REQUIRED ACTION: Only the lines below from the one containing "Mark the man's arm, giving" to the one containing "Mark the metal" should be repeated, both included and unchanged.

[Point-per-instance localization data]
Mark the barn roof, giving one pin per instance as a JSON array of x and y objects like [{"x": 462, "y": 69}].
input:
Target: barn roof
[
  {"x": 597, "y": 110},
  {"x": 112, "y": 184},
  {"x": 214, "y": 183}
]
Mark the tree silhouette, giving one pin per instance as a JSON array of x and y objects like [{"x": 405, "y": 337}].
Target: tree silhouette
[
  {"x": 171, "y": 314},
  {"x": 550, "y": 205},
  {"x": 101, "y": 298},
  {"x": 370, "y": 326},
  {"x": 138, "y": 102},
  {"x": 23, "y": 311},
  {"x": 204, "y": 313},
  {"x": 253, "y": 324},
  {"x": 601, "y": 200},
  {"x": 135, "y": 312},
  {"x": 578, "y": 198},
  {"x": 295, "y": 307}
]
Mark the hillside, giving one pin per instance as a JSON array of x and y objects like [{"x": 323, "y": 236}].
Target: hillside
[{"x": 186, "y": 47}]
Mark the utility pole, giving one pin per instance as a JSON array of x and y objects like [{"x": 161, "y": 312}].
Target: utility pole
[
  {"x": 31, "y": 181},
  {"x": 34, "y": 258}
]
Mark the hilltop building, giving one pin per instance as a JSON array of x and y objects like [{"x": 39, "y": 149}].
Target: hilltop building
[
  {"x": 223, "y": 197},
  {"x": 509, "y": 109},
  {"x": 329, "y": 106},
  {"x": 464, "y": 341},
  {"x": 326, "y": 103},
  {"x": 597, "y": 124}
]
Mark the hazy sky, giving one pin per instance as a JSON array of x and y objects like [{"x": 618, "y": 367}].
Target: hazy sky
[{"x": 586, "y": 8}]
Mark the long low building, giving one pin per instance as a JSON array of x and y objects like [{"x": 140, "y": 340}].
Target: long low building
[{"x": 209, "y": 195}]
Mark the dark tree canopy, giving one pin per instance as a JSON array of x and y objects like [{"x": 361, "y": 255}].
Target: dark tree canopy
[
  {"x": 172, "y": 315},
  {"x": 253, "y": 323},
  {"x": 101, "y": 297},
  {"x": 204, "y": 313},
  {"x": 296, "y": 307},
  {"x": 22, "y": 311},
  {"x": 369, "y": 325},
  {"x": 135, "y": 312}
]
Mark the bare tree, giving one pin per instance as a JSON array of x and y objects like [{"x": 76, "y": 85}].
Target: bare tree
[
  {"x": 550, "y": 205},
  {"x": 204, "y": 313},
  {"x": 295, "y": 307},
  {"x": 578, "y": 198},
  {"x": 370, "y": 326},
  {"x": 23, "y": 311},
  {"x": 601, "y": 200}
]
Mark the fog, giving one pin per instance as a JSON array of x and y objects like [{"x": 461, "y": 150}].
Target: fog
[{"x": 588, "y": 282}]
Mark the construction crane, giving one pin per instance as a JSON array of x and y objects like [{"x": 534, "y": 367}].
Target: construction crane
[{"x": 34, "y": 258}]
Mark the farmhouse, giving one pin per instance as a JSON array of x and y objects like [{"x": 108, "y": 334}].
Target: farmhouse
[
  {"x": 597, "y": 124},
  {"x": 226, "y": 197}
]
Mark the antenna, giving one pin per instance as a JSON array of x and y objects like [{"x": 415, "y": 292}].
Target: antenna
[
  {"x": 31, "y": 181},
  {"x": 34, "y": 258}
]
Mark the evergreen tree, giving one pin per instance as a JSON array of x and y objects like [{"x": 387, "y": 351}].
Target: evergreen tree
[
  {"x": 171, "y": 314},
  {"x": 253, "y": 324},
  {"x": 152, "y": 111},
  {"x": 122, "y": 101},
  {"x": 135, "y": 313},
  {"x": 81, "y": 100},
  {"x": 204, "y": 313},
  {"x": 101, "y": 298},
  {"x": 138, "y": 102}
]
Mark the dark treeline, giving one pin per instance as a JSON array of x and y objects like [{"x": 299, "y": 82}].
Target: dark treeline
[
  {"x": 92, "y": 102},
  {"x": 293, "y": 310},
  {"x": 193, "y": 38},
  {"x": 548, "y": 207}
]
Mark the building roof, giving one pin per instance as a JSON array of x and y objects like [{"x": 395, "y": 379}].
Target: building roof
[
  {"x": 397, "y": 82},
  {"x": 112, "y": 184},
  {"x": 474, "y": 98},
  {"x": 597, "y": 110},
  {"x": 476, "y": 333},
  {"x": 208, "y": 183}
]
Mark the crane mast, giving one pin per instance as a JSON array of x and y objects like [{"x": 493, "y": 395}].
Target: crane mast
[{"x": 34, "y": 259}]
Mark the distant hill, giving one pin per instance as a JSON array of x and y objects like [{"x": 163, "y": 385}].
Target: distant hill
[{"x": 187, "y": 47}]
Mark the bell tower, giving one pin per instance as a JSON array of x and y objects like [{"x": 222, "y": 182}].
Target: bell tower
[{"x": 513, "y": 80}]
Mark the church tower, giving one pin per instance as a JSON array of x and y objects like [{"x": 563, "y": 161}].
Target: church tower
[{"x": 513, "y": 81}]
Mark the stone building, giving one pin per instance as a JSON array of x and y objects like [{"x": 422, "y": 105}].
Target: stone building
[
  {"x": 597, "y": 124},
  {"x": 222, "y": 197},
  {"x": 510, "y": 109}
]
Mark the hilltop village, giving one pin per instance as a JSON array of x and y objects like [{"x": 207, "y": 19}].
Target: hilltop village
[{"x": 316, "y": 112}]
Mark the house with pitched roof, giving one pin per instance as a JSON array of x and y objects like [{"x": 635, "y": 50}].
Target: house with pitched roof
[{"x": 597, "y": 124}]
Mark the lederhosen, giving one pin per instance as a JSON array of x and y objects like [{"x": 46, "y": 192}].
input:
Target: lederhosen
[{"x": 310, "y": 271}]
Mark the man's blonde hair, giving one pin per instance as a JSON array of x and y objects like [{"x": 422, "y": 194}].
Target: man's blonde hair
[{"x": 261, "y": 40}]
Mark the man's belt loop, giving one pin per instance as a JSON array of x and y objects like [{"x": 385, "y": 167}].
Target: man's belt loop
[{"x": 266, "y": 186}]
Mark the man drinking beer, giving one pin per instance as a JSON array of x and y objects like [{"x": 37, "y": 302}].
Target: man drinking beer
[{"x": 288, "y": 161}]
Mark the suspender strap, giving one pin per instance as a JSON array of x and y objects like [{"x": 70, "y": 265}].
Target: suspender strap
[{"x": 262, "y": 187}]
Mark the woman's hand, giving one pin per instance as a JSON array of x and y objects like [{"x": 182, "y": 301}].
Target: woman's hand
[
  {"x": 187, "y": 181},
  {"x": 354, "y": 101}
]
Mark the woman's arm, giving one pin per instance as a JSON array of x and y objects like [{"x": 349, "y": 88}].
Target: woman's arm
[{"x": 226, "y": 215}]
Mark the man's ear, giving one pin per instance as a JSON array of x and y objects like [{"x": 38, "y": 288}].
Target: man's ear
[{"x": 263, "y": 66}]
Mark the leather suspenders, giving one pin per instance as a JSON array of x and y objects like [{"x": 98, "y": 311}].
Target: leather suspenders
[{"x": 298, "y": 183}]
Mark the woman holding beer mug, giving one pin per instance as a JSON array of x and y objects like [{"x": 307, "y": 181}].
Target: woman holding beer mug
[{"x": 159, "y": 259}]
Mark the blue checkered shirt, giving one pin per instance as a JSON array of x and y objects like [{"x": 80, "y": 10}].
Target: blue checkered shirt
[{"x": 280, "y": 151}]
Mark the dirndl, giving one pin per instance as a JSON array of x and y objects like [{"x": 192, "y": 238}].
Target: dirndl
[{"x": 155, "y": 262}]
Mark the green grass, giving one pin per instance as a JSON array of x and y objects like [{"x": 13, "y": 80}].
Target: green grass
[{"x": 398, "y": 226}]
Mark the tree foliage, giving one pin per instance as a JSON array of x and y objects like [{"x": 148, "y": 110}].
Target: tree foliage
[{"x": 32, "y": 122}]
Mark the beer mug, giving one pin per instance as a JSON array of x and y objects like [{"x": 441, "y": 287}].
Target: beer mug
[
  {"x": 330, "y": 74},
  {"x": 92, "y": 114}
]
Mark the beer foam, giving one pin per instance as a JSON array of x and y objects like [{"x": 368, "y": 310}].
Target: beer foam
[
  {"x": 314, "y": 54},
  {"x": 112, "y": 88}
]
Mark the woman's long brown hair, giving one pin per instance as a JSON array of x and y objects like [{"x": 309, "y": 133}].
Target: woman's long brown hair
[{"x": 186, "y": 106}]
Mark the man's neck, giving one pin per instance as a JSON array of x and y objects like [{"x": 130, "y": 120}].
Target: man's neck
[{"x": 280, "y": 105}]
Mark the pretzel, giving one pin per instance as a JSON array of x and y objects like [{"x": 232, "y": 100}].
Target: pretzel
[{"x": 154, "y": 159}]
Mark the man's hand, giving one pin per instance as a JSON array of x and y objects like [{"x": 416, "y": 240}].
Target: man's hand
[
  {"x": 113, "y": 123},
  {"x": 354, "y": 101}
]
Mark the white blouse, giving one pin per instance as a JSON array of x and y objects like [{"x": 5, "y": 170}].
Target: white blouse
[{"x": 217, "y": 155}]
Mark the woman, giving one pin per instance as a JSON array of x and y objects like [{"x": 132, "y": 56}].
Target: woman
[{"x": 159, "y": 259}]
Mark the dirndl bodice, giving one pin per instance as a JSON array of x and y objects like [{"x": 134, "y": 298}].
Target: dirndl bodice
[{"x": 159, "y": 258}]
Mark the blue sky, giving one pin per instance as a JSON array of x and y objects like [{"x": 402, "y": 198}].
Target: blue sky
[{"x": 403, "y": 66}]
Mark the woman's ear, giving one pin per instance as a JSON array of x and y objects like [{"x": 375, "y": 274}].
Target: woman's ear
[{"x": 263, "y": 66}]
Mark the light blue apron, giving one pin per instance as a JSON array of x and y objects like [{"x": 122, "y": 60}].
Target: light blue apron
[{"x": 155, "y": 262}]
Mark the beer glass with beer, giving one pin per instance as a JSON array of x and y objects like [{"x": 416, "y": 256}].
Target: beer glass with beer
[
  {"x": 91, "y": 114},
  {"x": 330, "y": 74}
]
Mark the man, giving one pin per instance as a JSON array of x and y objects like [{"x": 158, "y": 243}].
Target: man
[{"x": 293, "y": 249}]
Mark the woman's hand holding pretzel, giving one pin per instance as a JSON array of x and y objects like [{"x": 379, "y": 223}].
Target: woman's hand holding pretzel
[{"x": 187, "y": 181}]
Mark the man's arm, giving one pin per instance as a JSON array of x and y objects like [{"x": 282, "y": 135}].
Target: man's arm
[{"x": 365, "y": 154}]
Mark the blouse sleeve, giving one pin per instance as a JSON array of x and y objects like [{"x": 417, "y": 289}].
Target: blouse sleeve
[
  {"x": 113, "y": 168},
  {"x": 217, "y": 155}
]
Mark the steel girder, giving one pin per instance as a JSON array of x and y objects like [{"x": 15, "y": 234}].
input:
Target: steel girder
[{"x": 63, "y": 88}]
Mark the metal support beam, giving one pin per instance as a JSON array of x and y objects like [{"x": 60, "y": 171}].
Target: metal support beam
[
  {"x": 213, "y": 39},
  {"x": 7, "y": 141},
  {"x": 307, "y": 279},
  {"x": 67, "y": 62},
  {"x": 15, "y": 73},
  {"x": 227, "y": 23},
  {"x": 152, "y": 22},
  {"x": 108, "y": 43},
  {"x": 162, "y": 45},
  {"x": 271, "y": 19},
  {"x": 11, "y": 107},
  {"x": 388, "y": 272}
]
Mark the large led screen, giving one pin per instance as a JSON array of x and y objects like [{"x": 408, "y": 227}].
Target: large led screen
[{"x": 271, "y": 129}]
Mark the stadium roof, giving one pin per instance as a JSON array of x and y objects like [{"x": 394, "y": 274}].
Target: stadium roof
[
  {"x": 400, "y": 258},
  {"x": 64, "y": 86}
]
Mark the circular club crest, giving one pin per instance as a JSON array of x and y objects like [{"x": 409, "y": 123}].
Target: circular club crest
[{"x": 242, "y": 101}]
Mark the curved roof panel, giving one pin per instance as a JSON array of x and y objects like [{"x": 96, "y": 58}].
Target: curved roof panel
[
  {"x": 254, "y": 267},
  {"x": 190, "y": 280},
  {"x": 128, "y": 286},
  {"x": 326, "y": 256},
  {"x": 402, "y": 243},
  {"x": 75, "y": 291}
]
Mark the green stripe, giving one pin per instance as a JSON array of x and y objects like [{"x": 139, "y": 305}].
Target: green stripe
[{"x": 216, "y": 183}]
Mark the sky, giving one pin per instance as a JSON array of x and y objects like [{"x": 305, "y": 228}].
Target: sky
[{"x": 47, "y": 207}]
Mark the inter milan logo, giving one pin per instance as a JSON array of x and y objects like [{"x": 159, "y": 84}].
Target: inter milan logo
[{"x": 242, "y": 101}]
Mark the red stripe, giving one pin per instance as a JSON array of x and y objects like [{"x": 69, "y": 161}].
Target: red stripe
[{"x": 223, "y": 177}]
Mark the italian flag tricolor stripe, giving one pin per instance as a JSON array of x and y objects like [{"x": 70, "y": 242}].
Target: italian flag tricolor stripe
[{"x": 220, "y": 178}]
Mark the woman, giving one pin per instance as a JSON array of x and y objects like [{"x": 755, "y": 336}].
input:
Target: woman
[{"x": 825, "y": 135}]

SOLVED EXERCISE:
Mark the man's arm, giving one pin per instance as a JSON array of x and y objects like [{"x": 282, "y": 135}].
Target: man's arm
[{"x": 365, "y": 154}]
Mark the blouse sleeve, giving one pin per instance as a JSON array of x and y objects like [{"x": 417, "y": 289}].
Target: blouse sleeve
[
  {"x": 113, "y": 168},
  {"x": 217, "y": 155}
]
Mark the steel girder, giving one pin per instance as a JSON array of x and y objects like [{"x": 15, "y": 234}].
input:
Target: steel girder
[{"x": 63, "y": 88}]
Mark the metal support beam, giving one pin per instance as a JSON array of x and y objects like [{"x": 60, "y": 171}].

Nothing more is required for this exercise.